Tarea requerida A: Según la reseña del concierto, ¿quién tocó el piano junto al clarinetista Martin Adámek en las Cuatro piezas de Alban Berg?
Tarea requerida B: Reproduce literalmente el pasaje de la reseña del concierto que va desde "La primera, las" hasta "de un todo.", ambos incluidos.

Texto:
....

El Ensemble intercontemporain se enfrentó el pasado 10 de septiembre de 2018, en el marco del Musikfest, a un programa que resume, de alguna forma, los derroteros de la música contemporánea francoalemana, al menos si tomamos el camino de la Segunda Escuela de Viena a Darmstadt. El reto de afrontar un programa así no lo supone solo para los músicos, sino también para el público. Son tres obras que, juntas, exigen una concentración superlativa. Quizá no es un acierto de la programación: un exceso de ambición o una muestra de la capacidad titánica de enfrentarse a cualquier programa. Al final, no llegaron a dialogar como, en apariencia, proponía en abstracto el programa. Pese a todo, es una alegría ver este tipo de obras programadas juntas: el diálogo entre ellas, su lugar de procedencia y su espacio en la historia de la música es apasionante para cualquier oyente curioso.
La primera, las delicadísimas Cuatro piezas para clarinete y piano de Alban Berg, fueron uno de los grandes momentos de la noche. El fino trabajo de cámara entre el jovencísimo clarinetista Martin Adámek y el pianista Dimitri Vassilakis fue el elemento clave de su interpretación. Partieron de un sonido de la nada, intimista, pero con un sonido redondo y muy comedido. Destaca, especialmente, el paladeo de todos los sonidos hasta el final, aprovechando la sonoridad de los armónicos. La intensidad y el volumen fueron aumentando hasta llegar a su punto álgido en la última pieza, lo que nos lleva a pensar que entendieron las piezas no como cuatro piezas sueltas, sino como parte de un todo.
Lo curioso es que todas las obras fueron interpretadas siguiendo un patrón similar: de menos a más. Pero esto no funciona en todos los contextos. Especialmente se notó en el Vórtex Temporum de Gérard Grisey. Aunque todos sus movimientos están construidos en torno a una misma célula sonora, no son fácilmente parte de un todo, pues cada movimiento dialoga, pero como una mónada, con los demás. El primer movimiento, à Gèrard Zinsstag, se desinfló pronto del impulso de su comienzo. Mantuvieron una interpretación algo mecánica, que no retomó el sonido inicial sino al revivir con toda la potencia en el final, donde el piano (de nuevo Dimitri Vassilakis) dio cuenta de su buen hacer, dejándonos sin aliento antes de encarar el segundo movimiento à Sciarrino. Por agravio comparativo, este movimiento quedó pesante en exceso, y al ensemble le costó encontrar su color. El tercer movimiento, à Lachenmann, fue sin duda el más redondo de los tres, y el elemento circular que mantiene con el primer movimiento hizo que la fuerza con el que éste se cerró fuese su punto de partida. El trabajo con el color fue más detallista, buscando menos el efecto y más la construcción. En general, los planos medios quedaron descuidados, pero los volúmenes extremos estuvieron muy conseguidos, generando al final una atmósfera eléctrica.
La segunda parte estuvo protagonizada exclusivamente por Le Marteau sans maître, de Boulez, una de las piezas básicas del canon del siglo XX europeo. Estuvo muy bien trabajada la preparación de los momentos clave, potenciando aquellos sonidos o instrumentos que adquirían momentos protagonistas. Es decir, se trataba de hacer explícita la estructuración interna de la pieza. La solista, Salomé Haller, comenzó con unos fortisimo bastante descuidados que fue poco a poco mejorando hasta conseguir grandes momentos, como el fundamental -y complicadísimo- dúo con flauta L’artisan furieux y, especialmente, el segundo número, el Bourreaux de sollitude. Cabe hacer especial énfasis en el buen hacer de Gilles Durot, Samuel Favre y Othman Louati en la percusión, que no en pocos momentos sacaron a flote el mejor sonido del resto del ensemble, algo estático en su interpretación.

....

Extracto de origen:
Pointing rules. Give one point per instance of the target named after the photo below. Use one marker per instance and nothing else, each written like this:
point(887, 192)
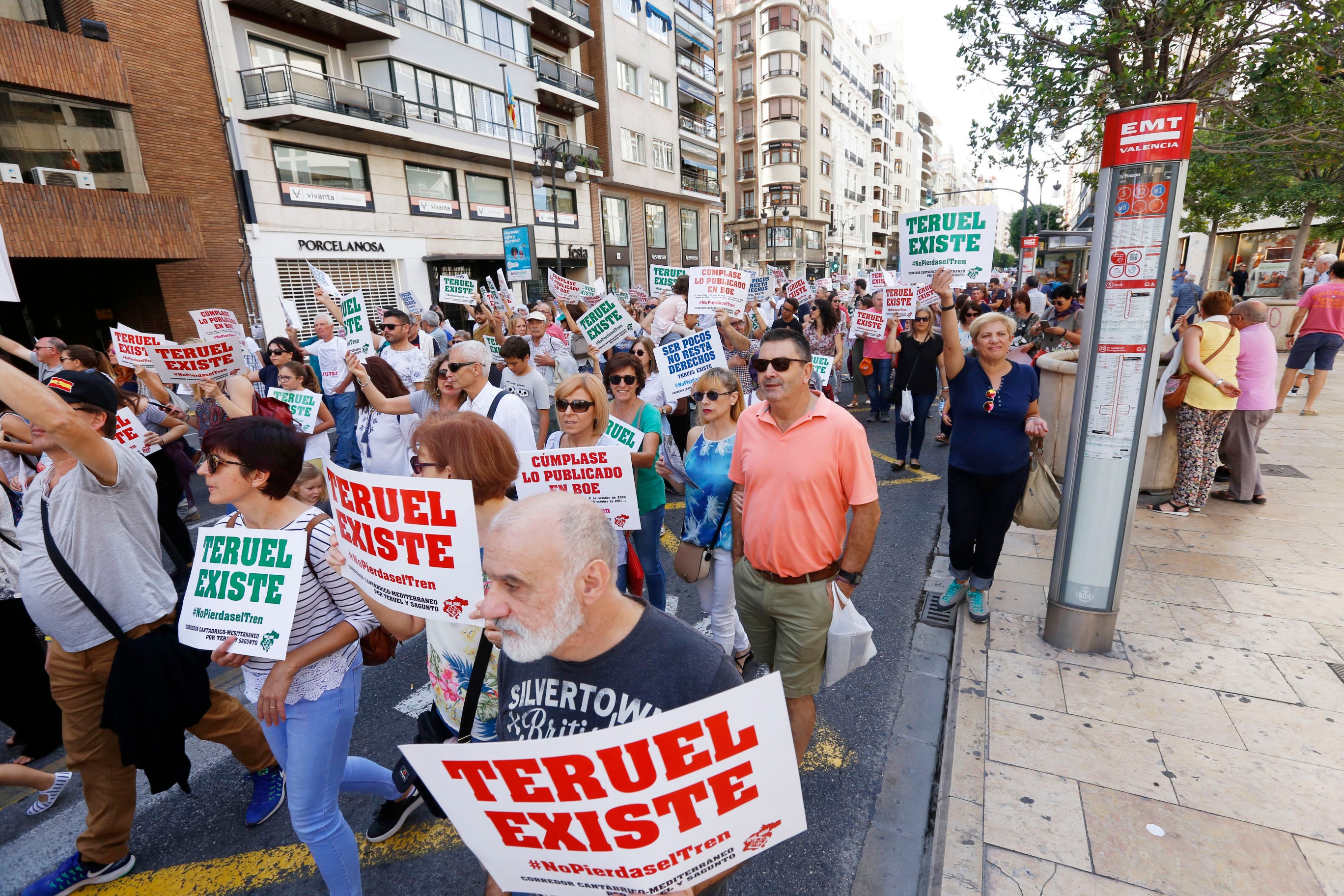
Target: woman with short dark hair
point(307, 701)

....

Resultado del ejercicio A: Dimitri Vassilakis.

Resultado del ejercicio B:
La primera, las delicadísimas Cuatro piezas para clarinete y piano de Alban Berg, fueron uno de los grandes momentos de la noche. El fino trabajo de cámara entre el jovencísimo clarinetista Martin Adámek y el pianista Dimitri Vassilakis fue el elemento clave de su interpretación. Partieron de un sonido de la nada, intimista, pero con un sonido redondo y muy comedido. Destaca, especialmente, el paladeo de todos los sonidos hasta el final, aprovechando la sonoridad de los armónicos. La intensidad y el volumen fueron aumentando hasta llegar a su punto álgido en la última pieza, lo que nos lleva a pensar que entendieron las piezas no como cuatro piezas sueltas, sino como parte de un todo.